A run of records
****************

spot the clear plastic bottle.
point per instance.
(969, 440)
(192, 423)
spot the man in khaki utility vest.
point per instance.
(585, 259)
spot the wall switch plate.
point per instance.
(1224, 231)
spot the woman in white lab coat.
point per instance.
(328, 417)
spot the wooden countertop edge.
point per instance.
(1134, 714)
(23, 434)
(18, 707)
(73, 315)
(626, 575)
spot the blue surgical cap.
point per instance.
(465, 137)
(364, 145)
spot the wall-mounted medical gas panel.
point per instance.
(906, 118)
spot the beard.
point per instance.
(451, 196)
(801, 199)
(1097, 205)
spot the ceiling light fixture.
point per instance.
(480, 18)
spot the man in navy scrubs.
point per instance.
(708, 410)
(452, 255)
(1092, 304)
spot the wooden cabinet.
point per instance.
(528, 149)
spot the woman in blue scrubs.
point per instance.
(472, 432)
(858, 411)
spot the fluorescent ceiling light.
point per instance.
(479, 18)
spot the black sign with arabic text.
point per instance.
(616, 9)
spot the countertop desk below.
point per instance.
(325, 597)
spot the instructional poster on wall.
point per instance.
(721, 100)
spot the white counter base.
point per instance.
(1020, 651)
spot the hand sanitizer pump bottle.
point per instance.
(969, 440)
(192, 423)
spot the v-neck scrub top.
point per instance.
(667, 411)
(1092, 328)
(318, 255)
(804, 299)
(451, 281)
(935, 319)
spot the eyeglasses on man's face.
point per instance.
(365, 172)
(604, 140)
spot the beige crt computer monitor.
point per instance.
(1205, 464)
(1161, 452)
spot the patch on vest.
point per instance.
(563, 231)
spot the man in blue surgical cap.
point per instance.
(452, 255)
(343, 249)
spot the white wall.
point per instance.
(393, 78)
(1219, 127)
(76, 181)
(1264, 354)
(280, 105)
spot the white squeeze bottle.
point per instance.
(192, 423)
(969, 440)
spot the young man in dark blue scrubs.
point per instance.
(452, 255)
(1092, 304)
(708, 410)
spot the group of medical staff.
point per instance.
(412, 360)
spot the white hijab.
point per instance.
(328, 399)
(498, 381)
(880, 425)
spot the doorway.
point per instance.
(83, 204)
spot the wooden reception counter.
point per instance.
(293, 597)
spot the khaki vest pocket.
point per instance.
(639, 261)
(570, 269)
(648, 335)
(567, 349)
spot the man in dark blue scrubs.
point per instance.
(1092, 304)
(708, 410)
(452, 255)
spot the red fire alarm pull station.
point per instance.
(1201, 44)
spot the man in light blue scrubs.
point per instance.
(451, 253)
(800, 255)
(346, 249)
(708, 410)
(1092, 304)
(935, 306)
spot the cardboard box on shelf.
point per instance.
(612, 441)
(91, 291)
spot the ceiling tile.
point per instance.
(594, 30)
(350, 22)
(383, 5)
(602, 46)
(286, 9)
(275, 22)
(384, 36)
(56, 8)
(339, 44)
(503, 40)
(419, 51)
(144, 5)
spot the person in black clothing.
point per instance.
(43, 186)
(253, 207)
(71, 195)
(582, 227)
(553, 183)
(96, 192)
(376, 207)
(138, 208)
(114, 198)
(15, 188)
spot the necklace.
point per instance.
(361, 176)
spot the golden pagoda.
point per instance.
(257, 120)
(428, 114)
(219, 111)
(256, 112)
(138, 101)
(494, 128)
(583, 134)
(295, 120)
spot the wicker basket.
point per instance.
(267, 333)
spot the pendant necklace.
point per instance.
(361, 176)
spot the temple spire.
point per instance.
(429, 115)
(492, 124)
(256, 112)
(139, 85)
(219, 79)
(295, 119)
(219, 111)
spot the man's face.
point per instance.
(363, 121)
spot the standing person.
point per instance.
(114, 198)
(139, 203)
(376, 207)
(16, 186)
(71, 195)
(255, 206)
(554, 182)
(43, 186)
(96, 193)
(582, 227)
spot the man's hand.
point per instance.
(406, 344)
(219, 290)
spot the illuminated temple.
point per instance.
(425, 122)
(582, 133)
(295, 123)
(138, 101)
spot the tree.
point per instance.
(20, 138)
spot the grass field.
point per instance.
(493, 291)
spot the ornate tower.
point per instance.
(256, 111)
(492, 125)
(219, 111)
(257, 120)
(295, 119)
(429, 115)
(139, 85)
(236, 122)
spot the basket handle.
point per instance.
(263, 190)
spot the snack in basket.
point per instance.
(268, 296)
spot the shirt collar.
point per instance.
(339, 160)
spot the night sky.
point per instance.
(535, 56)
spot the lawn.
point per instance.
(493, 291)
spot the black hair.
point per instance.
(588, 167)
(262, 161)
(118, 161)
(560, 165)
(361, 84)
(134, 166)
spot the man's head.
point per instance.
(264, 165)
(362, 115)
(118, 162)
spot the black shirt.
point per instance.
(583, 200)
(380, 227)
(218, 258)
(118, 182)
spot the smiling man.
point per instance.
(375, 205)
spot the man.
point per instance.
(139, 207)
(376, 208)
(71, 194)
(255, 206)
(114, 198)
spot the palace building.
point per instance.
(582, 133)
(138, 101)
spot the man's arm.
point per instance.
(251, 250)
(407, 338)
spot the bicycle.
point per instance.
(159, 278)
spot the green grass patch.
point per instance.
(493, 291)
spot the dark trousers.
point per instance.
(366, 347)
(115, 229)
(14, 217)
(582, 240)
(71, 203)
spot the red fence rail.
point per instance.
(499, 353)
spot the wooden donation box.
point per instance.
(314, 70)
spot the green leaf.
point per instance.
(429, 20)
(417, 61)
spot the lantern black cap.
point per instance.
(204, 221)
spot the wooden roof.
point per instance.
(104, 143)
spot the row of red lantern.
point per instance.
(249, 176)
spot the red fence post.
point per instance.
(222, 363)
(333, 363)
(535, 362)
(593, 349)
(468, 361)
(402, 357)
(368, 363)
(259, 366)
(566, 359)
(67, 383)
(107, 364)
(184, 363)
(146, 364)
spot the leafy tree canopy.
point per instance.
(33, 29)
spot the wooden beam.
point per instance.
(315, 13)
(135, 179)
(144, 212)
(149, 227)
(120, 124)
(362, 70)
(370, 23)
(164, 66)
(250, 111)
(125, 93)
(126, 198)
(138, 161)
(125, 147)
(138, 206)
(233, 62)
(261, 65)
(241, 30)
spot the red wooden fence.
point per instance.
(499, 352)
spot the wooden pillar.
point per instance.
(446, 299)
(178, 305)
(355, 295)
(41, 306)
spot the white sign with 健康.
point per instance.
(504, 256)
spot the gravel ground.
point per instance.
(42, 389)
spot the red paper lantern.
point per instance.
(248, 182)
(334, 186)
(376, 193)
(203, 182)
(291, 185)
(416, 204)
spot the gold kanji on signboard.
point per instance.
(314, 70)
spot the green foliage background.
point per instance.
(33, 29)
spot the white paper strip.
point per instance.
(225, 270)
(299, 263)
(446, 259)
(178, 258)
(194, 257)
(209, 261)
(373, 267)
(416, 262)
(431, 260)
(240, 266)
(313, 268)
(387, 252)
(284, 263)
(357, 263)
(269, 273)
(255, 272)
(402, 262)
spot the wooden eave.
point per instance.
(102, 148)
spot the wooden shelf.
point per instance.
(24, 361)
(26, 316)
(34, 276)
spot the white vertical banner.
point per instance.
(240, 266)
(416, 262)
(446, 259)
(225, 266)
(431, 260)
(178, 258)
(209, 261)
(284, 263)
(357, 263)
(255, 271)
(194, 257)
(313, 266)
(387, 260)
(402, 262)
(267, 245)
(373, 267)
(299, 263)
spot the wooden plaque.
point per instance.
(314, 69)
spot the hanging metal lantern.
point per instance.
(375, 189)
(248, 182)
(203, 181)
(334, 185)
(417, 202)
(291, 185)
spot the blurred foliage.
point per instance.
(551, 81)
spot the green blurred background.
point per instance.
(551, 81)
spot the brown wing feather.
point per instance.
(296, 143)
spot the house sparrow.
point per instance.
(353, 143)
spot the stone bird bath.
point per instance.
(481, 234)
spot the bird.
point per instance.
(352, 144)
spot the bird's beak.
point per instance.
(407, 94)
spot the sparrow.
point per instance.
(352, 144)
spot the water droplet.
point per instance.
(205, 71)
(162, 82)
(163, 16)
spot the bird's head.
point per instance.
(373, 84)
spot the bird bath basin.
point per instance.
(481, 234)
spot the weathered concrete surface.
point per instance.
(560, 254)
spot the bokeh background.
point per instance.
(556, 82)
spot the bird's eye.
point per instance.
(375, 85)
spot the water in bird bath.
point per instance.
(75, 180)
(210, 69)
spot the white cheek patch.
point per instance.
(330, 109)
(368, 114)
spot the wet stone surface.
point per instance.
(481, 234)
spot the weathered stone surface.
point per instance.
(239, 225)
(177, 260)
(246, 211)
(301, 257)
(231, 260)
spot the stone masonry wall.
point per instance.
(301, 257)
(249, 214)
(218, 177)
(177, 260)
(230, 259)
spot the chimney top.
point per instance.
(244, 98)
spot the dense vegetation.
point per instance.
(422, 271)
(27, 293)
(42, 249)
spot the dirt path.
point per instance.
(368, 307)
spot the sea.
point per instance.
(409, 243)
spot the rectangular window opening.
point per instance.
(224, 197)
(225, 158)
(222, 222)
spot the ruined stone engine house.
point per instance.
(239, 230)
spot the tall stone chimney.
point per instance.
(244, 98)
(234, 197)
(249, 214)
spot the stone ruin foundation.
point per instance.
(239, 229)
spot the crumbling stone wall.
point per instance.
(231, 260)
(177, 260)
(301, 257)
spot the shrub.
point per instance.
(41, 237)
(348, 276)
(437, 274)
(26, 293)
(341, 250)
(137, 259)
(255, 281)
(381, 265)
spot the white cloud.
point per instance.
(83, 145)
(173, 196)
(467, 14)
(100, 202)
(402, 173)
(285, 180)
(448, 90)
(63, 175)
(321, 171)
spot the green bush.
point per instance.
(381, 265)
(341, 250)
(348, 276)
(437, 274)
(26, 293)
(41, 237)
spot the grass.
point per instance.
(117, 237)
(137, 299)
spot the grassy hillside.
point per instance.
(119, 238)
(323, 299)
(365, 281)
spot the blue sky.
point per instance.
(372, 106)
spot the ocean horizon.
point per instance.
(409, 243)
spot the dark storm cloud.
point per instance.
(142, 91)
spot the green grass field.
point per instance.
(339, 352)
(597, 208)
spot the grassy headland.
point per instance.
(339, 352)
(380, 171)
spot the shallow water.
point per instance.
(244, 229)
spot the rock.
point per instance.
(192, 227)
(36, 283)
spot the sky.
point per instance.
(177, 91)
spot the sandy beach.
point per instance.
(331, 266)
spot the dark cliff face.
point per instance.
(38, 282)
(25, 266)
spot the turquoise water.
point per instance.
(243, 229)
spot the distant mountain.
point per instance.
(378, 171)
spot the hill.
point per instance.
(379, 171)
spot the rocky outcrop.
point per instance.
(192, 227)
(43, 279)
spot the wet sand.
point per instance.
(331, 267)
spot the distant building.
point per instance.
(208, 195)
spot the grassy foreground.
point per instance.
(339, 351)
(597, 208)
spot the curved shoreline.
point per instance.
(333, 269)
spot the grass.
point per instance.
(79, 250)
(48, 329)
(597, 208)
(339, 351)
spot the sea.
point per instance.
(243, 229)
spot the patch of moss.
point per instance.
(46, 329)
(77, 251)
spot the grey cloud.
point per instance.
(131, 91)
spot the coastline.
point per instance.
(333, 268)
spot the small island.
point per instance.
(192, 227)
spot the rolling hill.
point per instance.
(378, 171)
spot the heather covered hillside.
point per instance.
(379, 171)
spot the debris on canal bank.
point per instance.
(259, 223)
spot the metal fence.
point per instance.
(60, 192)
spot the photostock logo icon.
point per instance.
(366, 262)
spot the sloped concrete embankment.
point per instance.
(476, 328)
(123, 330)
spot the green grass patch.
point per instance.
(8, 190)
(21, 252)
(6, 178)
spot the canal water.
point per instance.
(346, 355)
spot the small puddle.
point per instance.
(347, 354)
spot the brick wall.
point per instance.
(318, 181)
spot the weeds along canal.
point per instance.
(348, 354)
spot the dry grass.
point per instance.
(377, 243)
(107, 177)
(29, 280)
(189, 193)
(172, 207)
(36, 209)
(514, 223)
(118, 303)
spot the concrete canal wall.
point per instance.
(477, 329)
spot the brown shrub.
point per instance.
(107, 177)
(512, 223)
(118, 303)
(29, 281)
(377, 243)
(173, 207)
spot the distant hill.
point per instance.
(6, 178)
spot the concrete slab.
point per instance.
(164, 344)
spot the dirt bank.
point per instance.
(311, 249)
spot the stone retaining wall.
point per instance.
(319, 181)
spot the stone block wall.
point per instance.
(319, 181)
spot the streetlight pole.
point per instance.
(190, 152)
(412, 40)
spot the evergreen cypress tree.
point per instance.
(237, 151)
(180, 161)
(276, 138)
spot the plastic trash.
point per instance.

****************

» **Prompt**
Print exactly the lines from the one with "spot the weeds along canal." through the end of the data, inclusive.

» **Task result**
spot the weeds along canal.
point per instance.
(348, 354)
spot the dry grass.
point per instance.
(377, 243)
(107, 177)
(29, 280)
(189, 193)
(172, 207)
(36, 209)
(514, 223)
(118, 303)
spot the concrete canal wall.
point per instance.
(477, 329)
spot the brown shrub.
point per instance.
(107, 177)
(512, 223)
(118, 303)
(29, 281)
(377, 243)
(173, 207)
spot the distant hill.
point per instance.
(6, 178)
spot the concrete slab.
point per instance.
(164, 344)
spot the dirt bank.
point per instance.
(311, 249)
spot the stone retaining wall.
point per instance.
(319, 181)
spot the stone block wall.
point per instance.
(319, 181)
spot the streetlight pole.
point per instance.
(190, 152)
(412, 40)
spot the evergreen cypress tree.
point per instance.
(237, 151)
(180, 161)
(276, 138)
spot the plastic trash.
point per instance.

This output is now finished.